Document excerpt
TOWNSEND – For many wrestlers, competition begins at an early age. Moms and dads drive their children across the state, perhaps across the northwest, for tournaments with competitors ranging from age five or six to the high school ages.

With the majority of grapplers learning technique and terms at such a young age, it’s rare to see success follow those who get a late start to the sport. But Townsend senior Derek Neel is no ordinary young man.

“Derek Neel is one of those kids that every coach wants in their room,” said Townsend coach John O’Dell. “He’s the first to get here and last to leave, he has unbelievable work ethic, a 4.0 GPA student and probably one of the nicest kids in our high school. He’s a great ambassador for our sport.”

Townsend senior Derek Neel (bottom) works a pin in the practice room. (SLIM KIMMEL/MTN Sports)

Neel’s work ethic has been contagious in the Bulldogs’ wrestling room as teammates try to match his intensity and dedication. But when it came to specific technical aspects of the sport, O’Dell admits there were challenges.

Story continues below

“Honestly, he’s one of those kids that it’s not easy for him,” said O’Dell. “He’s not gifted or the most athletic kid but he believes in everything you say and works as hard as he can. He’s turned himself into an absolutely physical beast and he’s a great football player. … We’re hoping to get him on the podium at state and he’s worked hard enough to get it.”

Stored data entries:

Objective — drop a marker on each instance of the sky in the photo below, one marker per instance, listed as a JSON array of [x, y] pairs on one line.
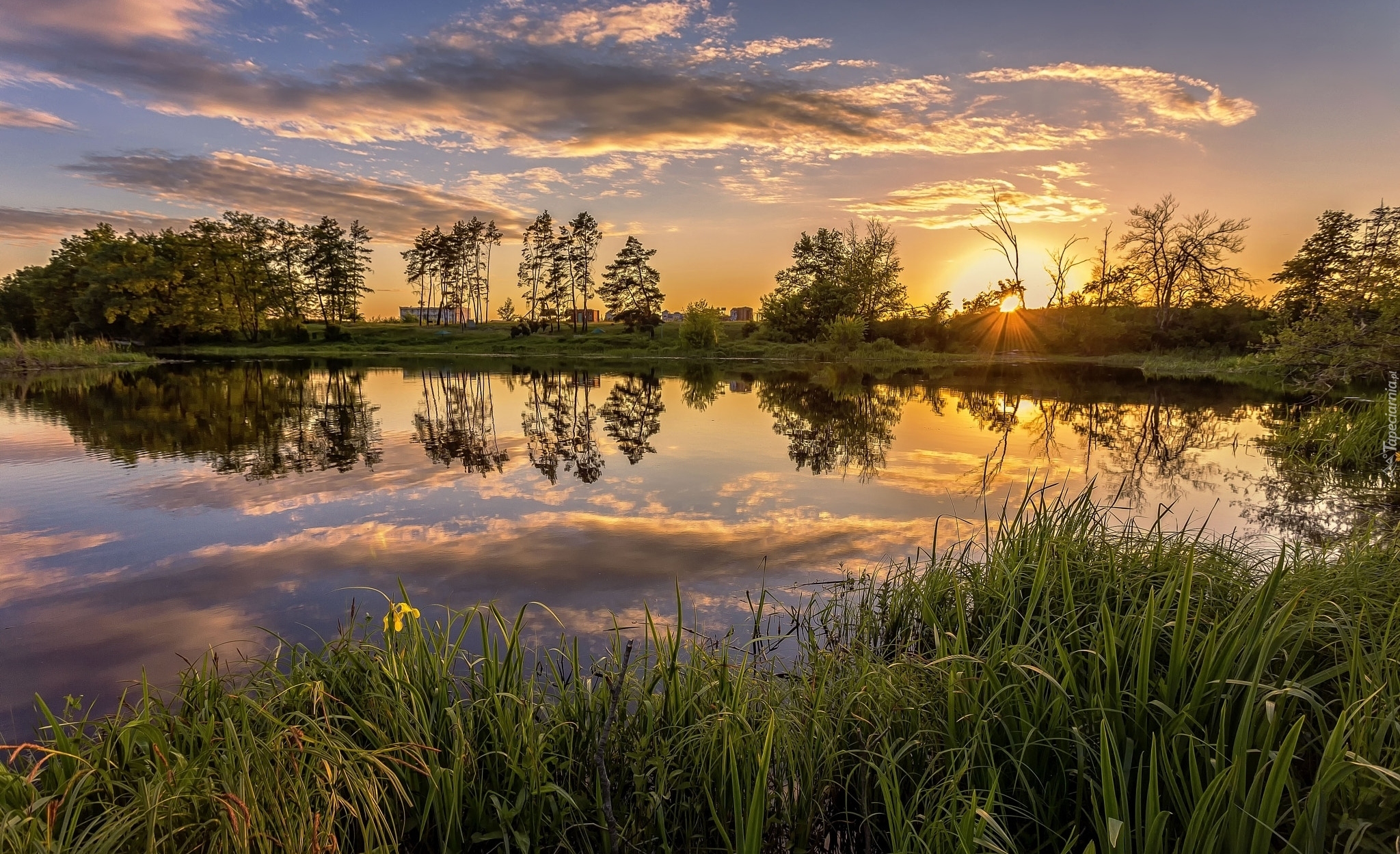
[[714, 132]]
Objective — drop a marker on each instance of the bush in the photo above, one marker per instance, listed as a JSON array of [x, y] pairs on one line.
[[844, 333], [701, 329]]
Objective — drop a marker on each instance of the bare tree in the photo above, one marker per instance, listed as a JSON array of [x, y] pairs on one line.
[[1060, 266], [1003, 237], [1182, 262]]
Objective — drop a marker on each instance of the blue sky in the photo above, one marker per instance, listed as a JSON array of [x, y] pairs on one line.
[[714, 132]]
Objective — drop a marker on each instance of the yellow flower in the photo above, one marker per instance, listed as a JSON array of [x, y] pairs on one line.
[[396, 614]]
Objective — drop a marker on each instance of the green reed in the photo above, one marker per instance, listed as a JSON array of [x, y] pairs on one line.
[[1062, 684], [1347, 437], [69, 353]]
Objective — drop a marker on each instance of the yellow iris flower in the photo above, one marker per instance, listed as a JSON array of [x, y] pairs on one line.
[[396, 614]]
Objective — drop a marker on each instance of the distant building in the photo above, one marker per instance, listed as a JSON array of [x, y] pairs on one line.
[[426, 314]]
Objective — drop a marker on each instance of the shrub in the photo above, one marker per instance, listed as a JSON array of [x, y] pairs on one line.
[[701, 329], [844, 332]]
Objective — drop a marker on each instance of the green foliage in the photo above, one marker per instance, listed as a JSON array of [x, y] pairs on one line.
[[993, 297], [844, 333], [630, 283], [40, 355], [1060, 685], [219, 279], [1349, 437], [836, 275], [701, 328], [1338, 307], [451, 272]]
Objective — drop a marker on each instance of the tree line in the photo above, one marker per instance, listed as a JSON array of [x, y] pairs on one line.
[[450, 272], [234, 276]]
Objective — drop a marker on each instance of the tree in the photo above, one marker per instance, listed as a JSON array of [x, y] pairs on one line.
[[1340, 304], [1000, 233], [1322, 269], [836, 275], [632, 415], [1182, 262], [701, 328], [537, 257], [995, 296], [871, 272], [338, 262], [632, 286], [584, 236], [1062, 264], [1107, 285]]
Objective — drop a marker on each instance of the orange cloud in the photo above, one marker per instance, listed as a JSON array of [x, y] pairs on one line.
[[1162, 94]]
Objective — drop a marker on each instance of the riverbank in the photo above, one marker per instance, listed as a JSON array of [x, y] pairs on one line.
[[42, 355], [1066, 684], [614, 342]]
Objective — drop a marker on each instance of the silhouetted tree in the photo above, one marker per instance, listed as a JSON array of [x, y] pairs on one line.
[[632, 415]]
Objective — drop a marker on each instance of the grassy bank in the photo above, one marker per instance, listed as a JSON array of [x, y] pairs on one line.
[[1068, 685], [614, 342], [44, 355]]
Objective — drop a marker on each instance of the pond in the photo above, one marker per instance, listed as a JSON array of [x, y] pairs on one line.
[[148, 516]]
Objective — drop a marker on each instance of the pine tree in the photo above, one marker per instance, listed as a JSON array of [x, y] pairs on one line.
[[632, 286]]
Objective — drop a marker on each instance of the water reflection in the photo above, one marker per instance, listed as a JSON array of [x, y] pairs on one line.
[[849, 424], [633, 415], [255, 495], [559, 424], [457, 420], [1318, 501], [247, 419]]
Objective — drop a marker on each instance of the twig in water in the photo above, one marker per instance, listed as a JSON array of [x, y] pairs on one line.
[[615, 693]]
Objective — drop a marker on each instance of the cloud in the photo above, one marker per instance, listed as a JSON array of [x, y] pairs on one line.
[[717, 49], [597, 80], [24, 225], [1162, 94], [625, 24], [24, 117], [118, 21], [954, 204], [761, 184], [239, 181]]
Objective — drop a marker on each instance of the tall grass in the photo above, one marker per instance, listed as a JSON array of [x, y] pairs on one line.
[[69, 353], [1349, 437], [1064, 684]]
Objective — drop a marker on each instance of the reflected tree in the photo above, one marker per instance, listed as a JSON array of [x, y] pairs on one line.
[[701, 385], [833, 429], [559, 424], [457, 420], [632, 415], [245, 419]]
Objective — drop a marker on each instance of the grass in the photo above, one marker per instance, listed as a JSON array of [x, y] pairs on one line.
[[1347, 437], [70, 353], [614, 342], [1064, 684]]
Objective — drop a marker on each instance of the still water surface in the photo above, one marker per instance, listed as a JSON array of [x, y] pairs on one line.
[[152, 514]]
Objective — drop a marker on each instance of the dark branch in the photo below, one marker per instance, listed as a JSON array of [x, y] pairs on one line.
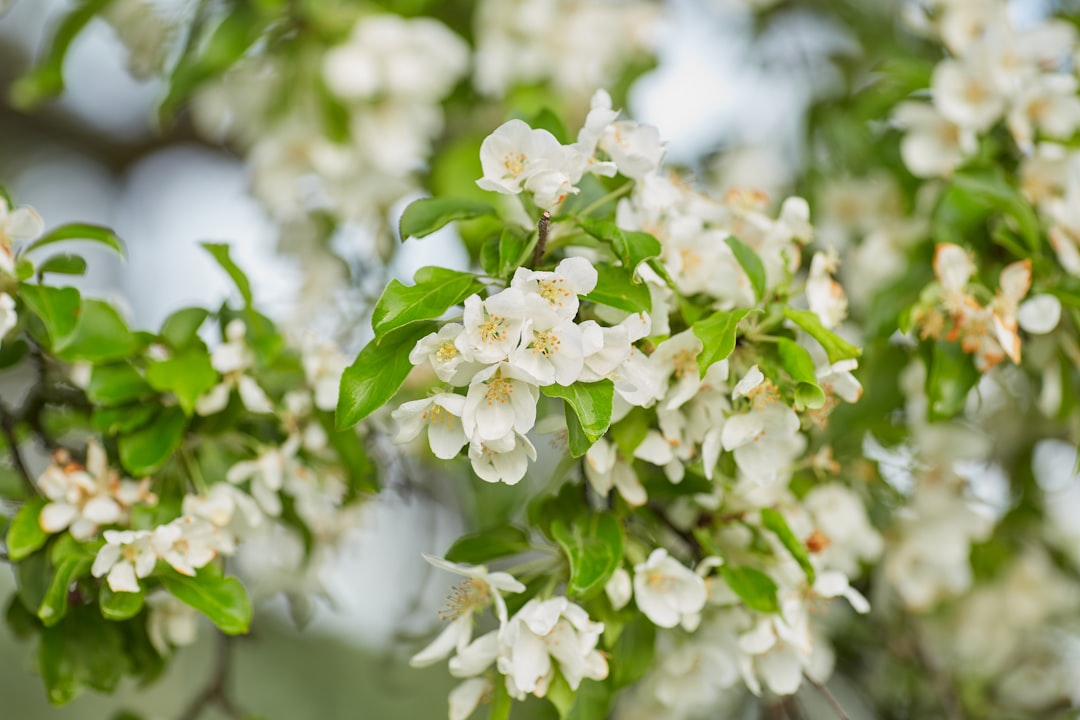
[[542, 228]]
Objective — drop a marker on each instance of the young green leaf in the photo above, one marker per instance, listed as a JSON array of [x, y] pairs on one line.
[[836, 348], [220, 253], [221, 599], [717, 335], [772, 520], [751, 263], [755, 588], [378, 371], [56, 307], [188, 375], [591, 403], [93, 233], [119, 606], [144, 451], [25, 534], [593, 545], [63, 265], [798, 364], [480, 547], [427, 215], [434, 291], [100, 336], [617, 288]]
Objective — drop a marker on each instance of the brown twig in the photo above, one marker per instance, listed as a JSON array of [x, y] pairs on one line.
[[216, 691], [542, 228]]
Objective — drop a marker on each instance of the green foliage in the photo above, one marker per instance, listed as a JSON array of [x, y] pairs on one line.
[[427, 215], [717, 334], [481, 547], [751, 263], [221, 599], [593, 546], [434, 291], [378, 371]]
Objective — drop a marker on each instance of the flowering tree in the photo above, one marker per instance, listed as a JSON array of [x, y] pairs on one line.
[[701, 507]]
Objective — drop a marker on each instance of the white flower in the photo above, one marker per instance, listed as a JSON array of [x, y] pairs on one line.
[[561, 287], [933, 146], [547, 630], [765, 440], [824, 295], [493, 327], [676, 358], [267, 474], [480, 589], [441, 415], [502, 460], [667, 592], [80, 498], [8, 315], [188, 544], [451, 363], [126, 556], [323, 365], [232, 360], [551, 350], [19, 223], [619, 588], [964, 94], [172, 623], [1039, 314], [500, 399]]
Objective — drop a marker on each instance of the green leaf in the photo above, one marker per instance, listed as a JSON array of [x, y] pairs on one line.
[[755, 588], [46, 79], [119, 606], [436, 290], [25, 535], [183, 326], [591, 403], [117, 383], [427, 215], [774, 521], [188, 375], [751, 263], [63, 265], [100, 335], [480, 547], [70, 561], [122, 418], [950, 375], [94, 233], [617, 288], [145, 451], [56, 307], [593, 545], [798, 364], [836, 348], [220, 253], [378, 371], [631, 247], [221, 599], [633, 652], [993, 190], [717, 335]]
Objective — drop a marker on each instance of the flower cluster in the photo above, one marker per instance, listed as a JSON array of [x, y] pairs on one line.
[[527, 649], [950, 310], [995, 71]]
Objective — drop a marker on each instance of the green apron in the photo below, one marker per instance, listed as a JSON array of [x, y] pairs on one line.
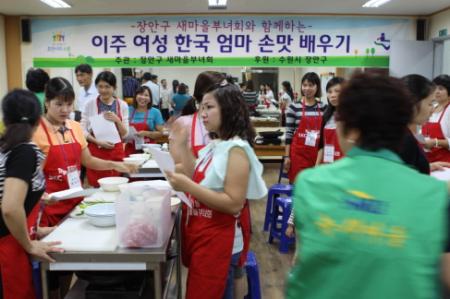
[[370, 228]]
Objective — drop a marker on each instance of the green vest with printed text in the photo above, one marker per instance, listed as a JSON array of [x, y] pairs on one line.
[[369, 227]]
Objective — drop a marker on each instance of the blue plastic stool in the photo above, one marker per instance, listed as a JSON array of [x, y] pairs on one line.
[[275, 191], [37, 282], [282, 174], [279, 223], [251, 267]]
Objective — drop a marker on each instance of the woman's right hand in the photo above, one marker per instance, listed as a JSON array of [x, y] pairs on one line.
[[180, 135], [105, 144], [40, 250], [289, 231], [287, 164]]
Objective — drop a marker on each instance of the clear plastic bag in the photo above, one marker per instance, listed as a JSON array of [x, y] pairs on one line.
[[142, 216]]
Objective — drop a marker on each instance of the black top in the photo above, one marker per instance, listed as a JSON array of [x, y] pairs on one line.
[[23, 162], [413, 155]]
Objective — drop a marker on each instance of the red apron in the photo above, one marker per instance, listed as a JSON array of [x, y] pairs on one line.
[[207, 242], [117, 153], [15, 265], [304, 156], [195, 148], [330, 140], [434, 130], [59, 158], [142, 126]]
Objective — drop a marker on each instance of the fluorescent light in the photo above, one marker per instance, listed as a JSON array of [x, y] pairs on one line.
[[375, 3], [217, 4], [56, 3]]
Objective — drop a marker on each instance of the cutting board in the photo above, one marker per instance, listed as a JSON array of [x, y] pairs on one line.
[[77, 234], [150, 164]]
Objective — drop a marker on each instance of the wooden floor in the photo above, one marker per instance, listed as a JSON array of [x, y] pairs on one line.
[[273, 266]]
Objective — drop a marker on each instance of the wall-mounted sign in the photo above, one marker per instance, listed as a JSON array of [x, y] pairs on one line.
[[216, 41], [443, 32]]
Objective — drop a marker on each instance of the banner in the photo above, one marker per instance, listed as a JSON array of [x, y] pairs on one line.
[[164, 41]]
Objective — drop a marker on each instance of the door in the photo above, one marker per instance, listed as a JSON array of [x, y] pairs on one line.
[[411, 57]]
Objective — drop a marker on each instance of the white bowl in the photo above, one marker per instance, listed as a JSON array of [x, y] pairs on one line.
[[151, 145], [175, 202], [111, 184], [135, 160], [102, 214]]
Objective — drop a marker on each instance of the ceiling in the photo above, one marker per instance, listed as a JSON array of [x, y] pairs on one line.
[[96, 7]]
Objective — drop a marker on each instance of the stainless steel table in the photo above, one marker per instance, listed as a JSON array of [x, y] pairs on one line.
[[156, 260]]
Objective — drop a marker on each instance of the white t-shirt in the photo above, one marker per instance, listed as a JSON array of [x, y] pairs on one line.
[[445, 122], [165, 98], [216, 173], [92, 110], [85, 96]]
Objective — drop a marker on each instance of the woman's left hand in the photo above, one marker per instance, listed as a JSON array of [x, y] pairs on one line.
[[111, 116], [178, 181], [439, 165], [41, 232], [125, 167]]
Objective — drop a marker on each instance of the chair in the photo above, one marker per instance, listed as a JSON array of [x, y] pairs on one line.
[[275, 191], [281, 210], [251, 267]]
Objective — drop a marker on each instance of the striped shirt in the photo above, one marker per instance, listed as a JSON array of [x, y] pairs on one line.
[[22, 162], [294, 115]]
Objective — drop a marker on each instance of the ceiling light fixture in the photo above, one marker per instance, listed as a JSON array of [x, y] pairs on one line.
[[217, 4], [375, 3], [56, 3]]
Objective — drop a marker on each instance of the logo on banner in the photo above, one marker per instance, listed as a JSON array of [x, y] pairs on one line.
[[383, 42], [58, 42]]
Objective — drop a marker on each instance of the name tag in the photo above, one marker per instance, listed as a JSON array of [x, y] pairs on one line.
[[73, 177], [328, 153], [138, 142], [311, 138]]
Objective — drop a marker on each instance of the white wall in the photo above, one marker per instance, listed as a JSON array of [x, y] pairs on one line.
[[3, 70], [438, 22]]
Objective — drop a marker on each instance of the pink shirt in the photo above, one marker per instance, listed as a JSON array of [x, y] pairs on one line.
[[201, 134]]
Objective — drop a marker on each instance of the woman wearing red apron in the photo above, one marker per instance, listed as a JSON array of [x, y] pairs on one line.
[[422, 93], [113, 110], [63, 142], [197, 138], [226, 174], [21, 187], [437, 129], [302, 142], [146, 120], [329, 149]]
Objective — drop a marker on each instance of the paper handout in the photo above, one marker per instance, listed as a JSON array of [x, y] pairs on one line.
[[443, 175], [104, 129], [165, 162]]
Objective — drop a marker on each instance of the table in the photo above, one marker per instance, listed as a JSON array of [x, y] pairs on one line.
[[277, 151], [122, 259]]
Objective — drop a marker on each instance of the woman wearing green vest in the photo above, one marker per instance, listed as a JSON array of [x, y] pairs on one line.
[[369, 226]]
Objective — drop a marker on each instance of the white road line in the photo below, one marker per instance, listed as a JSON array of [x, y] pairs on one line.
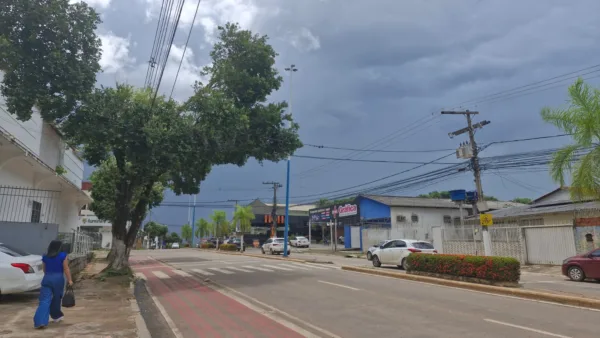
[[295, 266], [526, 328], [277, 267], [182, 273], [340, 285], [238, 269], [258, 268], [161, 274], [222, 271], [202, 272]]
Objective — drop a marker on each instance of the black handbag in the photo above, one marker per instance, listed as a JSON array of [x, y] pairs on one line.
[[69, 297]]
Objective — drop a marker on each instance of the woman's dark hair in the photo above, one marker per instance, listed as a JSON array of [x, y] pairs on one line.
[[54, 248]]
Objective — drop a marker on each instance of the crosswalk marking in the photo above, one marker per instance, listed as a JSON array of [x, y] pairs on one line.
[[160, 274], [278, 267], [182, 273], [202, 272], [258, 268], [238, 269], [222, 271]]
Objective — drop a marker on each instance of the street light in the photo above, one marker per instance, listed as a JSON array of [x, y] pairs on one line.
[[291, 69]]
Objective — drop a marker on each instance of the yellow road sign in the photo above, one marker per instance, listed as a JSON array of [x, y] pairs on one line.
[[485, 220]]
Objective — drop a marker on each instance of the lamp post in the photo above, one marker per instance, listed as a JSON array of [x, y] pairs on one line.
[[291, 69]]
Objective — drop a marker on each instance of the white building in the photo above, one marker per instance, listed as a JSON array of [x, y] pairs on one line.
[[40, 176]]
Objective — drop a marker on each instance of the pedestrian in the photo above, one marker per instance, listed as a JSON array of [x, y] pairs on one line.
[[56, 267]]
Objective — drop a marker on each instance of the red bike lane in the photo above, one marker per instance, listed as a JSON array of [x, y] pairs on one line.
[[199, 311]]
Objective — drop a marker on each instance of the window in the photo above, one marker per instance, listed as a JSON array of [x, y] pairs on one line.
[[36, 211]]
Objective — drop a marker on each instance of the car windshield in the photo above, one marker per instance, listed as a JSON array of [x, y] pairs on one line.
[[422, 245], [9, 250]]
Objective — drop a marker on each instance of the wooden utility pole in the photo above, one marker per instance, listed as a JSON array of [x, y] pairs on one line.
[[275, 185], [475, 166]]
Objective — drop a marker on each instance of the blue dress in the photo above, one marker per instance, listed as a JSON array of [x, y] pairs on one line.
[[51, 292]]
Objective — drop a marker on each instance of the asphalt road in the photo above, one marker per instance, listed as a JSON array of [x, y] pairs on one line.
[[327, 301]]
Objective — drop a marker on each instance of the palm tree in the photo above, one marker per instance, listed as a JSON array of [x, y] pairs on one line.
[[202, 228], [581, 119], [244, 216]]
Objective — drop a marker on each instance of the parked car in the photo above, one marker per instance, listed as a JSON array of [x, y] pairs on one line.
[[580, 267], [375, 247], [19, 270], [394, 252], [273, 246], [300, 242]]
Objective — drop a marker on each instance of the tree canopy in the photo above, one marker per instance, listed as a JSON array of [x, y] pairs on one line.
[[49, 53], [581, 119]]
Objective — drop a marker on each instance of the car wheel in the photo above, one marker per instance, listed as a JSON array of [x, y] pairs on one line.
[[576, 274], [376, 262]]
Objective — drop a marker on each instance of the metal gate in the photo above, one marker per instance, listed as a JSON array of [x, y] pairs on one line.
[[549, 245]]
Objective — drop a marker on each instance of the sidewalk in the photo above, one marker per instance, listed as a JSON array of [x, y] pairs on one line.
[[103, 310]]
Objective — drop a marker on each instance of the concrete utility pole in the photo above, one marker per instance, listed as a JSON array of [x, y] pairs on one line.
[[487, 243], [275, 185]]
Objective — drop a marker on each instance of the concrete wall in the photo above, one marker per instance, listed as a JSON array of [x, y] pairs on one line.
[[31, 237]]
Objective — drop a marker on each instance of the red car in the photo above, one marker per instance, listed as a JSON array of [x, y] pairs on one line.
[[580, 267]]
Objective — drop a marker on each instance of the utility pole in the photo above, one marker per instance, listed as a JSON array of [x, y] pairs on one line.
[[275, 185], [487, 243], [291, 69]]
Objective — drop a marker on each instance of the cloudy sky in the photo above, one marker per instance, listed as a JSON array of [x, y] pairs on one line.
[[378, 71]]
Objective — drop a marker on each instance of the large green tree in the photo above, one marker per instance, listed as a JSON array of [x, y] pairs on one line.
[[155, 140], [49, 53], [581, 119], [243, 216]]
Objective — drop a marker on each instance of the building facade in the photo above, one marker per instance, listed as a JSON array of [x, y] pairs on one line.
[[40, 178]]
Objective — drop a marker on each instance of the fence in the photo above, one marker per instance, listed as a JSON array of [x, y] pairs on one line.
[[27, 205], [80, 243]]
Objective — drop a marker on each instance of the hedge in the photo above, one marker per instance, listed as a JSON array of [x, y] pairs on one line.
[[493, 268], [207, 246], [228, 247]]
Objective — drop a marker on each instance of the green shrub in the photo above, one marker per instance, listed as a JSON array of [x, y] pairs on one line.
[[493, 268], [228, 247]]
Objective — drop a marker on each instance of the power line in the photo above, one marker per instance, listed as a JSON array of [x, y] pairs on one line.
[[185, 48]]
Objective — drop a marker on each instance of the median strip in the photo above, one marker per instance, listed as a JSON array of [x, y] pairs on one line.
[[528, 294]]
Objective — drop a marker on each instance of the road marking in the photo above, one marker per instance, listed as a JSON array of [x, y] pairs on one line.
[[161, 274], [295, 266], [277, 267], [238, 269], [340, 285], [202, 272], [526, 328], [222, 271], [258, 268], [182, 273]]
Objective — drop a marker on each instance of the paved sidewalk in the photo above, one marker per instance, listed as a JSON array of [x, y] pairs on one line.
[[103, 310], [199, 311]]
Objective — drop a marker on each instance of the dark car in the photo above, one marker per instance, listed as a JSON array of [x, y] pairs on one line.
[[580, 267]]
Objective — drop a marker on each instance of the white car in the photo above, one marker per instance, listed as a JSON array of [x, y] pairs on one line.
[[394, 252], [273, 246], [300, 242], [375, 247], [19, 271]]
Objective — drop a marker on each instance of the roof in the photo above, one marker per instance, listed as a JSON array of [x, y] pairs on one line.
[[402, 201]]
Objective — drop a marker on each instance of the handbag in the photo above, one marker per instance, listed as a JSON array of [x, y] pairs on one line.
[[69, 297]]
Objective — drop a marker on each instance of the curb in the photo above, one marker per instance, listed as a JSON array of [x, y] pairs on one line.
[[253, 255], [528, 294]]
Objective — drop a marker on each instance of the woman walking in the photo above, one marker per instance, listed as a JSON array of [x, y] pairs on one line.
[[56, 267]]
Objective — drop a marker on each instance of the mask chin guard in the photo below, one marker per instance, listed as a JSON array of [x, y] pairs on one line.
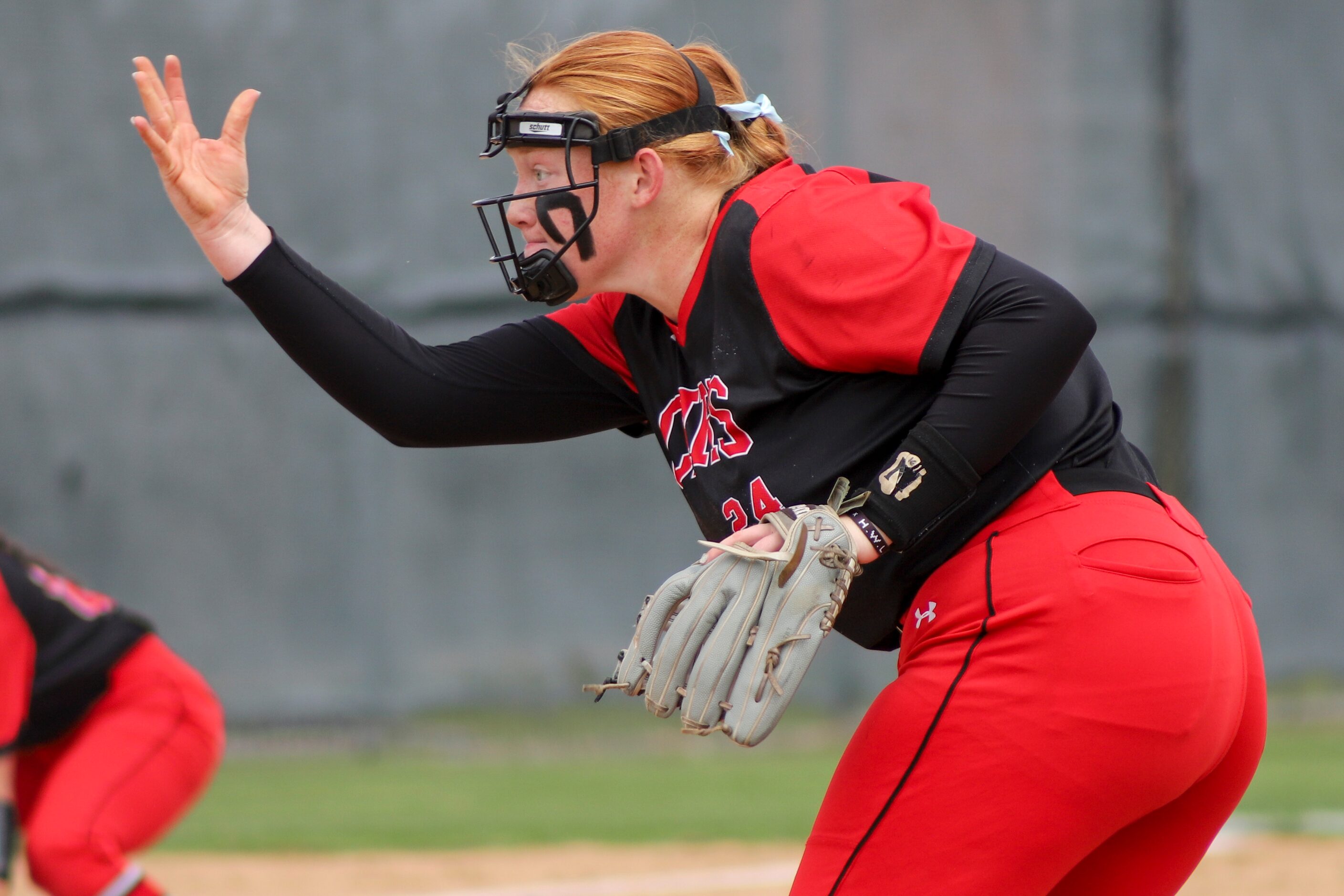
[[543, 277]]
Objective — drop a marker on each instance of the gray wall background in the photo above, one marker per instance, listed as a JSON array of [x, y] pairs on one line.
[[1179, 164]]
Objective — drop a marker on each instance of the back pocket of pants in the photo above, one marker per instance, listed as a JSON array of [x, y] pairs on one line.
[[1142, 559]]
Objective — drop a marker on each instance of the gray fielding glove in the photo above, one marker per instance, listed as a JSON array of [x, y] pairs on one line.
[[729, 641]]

Activity A
In the article about Townsend wrestler Derek Neel, what grade point average does his coach say Neel has?
Activity B
Rewrite the paragraph of the Derek Neel article that begins "“Derek Neel is one of those kids that every coach wants" as a short list of the coach's points.
Activity C
Continue the article about Townsend wrestler Derek Neel from its last sentence.

Answer A
A 4.0 GPA.

Answer B
Townsend coach John O'Dell says Derek Neel:
- is the kind of kid every coach wants in the room
- is the first to arrive and the last to leave
- has an unbelievable work ethic
- is a 4.0 GPA student
- is probably one of the nicest kids in the high school
- is a great ambassador for wrestling

Answer C
“It was a little bit challenging to start with,” said Neel, who missed most his freshman season with a broken leg from football, “but a lot of the guys I started with were also in their first year as freshmen too. The guys who knew a lot more helped us get caught up and the coaches do a good job watching us wrestle live matches and picking out the things we do naturally well and helping us build on those while teaching you the things you don’t know.”

Neel has been a sponge on the mats, soaking up every piece of knowledge and information tossed his way. What he’s lacked in experience, he has certainly made up for with his commitment.

“All the time. This and in football I give all the effort I have,” he said. “I definitely see improvements in my shots, that’s one of the biggest things we drill is shots. Warming up before a tournament we do three levels of takedowns. That’s one of the biggest parts. My coaches and my dad have told me if you can take someone down you can beat them in a match.”

Derek Neel (left) finished runner-up at the divisional tournament this past weekend (SLIM KIMMEL/MTN Sports)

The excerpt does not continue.